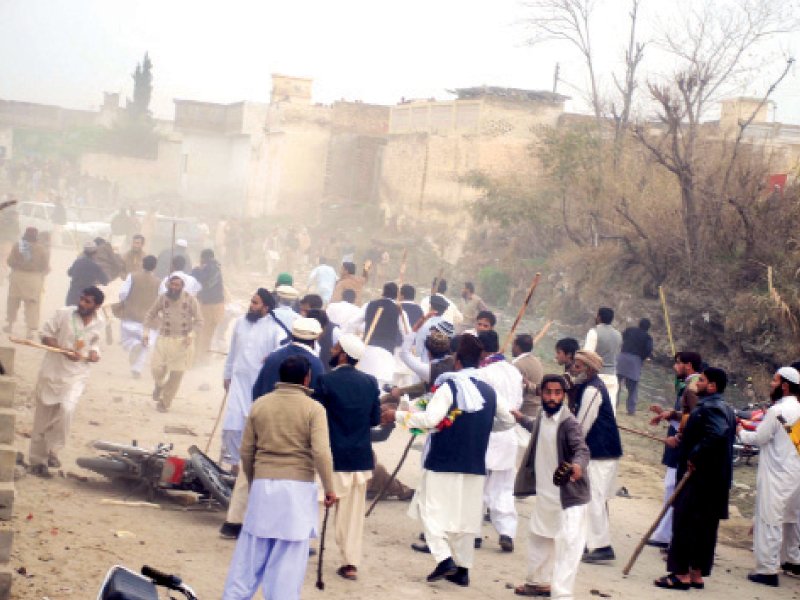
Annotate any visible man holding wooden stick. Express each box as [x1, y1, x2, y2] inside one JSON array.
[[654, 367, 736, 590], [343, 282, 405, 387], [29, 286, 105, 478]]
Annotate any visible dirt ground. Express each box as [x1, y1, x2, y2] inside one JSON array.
● ● ● ● ● ● ●
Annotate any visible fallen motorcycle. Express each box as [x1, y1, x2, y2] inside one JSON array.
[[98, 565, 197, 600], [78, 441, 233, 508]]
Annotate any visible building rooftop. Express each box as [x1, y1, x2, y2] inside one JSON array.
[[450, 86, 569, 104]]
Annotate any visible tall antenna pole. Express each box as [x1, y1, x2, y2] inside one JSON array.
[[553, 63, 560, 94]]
● ● ● ● ● ● ●
• THE TASK
Output the lines above exactly, but only those between the line holding "Annotate any visible man" and the line holding "Annotate any visible dirt", inclusive.

• TASK ANSWER
Annotate any visible man holding wooden stick. Express each box as [x1, y1, x2, y2] inside one JSON array.
[[654, 367, 736, 590], [343, 282, 405, 387], [29, 286, 105, 478]]
Annotate any visible dirt ground. Express each box as [x1, y1, x2, y2] inside one JSON array.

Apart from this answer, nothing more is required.